Raw records:
.....
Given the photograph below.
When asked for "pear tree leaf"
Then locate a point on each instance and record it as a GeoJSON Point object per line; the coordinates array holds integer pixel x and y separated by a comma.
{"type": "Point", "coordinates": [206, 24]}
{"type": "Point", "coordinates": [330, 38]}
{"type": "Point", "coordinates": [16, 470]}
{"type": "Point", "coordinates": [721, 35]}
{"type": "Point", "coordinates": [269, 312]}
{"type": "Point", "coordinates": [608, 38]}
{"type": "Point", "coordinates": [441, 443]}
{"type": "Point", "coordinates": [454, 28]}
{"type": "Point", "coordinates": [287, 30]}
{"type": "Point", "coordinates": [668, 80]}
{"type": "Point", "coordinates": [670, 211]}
.....
Your task: Convert every line of the records above into a JSON array of strings, one string per line, and leave out any blank lines.

Result of the exercise:
[
  "Given the photograph below.",
  "When asked for \"pear tree leaf\"",
  "Then locate a point on each instance and record it as a GeoJSON Point object per line; the coordinates array holds integer pixel x and y separated by a comma.",
  "{\"type\": \"Point\", \"coordinates\": [206, 24]}",
  "{\"type\": \"Point\", \"coordinates\": [330, 38]}",
  "{\"type\": \"Point\", \"coordinates\": [16, 470]}",
  "{\"type\": \"Point\", \"coordinates\": [721, 35]}",
  "{\"type\": \"Point\", \"coordinates\": [269, 312]}",
  "{\"type\": \"Point\", \"coordinates\": [608, 38]}",
  "{\"type\": \"Point\", \"coordinates\": [441, 443]}",
  "{\"type\": \"Point\", \"coordinates\": [454, 28]}",
  "{\"type\": \"Point\", \"coordinates\": [287, 30]}",
  "{\"type\": \"Point\", \"coordinates\": [668, 80]}",
  "{\"type\": \"Point\", \"coordinates\": [670, 211]}"
]